» **Task goal**
Exactly copy the final stretch of the listing below: the line with "of the tiled" and every line after it.

---

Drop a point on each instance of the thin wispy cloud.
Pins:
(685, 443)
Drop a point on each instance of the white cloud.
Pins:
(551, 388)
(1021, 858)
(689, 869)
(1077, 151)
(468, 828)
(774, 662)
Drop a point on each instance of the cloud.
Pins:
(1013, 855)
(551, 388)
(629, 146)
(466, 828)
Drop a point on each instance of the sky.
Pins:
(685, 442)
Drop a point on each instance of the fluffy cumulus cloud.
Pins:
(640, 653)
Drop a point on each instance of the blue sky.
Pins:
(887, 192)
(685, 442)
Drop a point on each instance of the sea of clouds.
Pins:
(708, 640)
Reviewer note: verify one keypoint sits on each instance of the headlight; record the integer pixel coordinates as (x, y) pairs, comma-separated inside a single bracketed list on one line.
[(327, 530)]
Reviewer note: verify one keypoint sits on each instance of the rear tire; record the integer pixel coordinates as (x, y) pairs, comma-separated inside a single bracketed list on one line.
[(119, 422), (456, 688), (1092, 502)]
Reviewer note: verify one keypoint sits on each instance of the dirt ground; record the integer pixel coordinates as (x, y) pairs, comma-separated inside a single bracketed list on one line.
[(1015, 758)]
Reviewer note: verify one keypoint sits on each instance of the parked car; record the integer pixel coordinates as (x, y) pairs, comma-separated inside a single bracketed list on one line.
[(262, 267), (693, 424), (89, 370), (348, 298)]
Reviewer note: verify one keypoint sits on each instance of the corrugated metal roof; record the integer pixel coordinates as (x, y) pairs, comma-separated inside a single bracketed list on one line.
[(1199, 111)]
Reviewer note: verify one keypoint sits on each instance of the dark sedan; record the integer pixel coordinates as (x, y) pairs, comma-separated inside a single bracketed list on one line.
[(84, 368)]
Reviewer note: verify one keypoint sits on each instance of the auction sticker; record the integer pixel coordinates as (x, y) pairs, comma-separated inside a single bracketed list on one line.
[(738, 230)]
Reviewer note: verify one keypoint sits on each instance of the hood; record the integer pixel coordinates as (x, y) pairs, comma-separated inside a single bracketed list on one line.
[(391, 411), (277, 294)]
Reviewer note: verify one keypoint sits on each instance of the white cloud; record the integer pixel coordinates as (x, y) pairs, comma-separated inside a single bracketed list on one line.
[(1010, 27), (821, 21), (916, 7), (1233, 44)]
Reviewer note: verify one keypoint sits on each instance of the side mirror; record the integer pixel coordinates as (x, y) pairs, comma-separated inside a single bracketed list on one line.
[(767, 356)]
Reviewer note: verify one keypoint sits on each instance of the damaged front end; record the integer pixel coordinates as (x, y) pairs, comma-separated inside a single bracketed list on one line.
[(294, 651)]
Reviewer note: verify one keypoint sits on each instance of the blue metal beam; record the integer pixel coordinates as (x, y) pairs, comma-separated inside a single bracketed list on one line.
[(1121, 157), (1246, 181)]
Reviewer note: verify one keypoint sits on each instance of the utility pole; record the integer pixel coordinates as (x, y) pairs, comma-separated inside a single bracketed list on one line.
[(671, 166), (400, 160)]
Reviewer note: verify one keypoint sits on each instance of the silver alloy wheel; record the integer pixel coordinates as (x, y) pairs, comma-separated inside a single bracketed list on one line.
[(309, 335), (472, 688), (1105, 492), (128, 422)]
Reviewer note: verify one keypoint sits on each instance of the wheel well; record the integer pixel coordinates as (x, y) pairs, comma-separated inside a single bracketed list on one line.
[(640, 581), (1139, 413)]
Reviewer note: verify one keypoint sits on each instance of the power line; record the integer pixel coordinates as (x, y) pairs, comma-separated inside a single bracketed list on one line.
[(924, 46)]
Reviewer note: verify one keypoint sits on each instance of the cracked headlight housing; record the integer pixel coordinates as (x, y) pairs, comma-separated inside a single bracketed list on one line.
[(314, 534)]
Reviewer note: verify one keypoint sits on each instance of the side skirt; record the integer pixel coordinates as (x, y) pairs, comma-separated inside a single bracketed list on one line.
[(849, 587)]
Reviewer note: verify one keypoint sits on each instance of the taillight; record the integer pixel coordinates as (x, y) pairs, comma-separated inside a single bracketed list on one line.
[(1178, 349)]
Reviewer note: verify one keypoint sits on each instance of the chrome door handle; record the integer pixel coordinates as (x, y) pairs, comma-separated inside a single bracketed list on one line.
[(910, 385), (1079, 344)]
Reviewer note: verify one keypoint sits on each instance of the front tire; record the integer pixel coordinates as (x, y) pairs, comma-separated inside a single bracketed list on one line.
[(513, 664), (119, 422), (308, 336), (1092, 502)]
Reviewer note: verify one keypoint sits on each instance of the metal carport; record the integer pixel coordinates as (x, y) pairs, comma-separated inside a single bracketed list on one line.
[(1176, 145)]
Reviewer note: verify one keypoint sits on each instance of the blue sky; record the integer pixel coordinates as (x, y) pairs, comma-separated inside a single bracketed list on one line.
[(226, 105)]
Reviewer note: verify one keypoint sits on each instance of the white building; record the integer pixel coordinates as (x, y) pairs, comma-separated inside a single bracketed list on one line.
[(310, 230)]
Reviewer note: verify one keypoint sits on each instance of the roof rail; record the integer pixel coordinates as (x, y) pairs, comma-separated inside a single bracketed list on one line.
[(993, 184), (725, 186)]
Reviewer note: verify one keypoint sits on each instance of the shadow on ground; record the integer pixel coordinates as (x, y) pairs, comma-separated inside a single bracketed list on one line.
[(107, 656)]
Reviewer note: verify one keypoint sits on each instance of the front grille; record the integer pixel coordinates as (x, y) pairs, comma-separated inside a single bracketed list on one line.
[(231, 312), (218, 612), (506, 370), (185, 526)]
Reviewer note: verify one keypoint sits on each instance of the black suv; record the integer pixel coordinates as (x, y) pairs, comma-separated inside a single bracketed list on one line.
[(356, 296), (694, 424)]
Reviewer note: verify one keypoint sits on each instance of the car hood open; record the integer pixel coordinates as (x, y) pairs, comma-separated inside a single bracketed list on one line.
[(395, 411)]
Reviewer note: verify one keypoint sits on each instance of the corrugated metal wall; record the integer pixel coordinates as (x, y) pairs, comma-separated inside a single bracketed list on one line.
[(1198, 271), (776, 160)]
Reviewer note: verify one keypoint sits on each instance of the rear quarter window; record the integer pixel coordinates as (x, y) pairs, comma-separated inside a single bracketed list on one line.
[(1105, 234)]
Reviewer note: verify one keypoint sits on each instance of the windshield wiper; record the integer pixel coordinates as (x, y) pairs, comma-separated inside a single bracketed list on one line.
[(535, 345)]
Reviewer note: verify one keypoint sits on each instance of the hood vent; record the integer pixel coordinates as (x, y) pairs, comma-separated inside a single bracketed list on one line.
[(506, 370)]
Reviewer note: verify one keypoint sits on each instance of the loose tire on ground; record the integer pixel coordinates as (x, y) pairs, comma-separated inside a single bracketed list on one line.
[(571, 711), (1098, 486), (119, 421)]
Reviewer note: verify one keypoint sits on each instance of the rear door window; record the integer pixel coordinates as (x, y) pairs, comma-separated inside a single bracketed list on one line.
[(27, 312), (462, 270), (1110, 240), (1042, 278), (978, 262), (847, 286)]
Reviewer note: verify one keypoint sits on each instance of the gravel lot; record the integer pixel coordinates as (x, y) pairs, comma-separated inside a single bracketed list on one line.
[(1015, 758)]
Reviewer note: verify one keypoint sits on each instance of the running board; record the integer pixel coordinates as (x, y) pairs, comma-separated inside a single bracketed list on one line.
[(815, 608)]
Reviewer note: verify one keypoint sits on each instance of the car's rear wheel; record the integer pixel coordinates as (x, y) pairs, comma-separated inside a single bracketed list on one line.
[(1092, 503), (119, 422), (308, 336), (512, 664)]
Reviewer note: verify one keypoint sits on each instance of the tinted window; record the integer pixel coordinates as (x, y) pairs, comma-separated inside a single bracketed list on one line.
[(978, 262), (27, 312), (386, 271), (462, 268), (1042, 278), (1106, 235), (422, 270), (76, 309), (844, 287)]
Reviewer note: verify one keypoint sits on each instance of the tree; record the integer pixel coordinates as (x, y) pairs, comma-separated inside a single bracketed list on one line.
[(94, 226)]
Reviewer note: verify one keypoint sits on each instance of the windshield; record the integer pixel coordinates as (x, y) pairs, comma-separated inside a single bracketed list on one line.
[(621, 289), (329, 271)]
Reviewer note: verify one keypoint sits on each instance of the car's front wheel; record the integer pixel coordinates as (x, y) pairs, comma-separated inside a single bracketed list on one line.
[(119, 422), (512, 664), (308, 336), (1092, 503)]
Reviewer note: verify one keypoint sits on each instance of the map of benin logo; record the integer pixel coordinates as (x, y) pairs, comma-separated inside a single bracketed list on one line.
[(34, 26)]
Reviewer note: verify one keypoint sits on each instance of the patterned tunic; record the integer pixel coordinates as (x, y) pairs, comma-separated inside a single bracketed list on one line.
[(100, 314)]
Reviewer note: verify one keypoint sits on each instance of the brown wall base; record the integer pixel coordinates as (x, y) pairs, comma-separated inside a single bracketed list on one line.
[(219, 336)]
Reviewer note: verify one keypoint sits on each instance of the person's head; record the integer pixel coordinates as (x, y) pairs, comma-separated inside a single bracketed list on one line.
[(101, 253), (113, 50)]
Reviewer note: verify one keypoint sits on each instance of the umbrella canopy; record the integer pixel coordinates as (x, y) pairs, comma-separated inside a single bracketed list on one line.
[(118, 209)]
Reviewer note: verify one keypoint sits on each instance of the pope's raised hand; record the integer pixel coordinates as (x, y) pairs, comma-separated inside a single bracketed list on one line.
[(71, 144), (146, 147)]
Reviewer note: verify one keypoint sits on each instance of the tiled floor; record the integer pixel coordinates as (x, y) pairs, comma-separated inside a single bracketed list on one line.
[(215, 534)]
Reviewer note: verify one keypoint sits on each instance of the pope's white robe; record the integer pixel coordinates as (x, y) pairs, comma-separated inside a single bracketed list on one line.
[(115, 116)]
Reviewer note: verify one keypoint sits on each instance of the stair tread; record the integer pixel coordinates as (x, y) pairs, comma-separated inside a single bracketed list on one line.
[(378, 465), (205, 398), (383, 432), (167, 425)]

---

» **Written solution**
Reviewer note: verify one keypoint sits on each instance of the tiled floor; record the integer pixel coordinates as (x, y) pairs, comma-separated inside a single bracketed list on one line.
[(215, 534)]
Reviewer note: verify one keypoint sits on each instance of the pope's white robe; record the integer pixel coordinates as (x, y) pairs, comma-separated inside a single bracketed list on one line.
[(115, 116)]
Reviewer note: verify one keypoint sits on each instance of the stair tread; record the integer pixel coordinates as (x, y) pairs, comma-separated inside a single bracketed list on one line.
[(378, 465), (205, 398), (383, 432), (167, 425)]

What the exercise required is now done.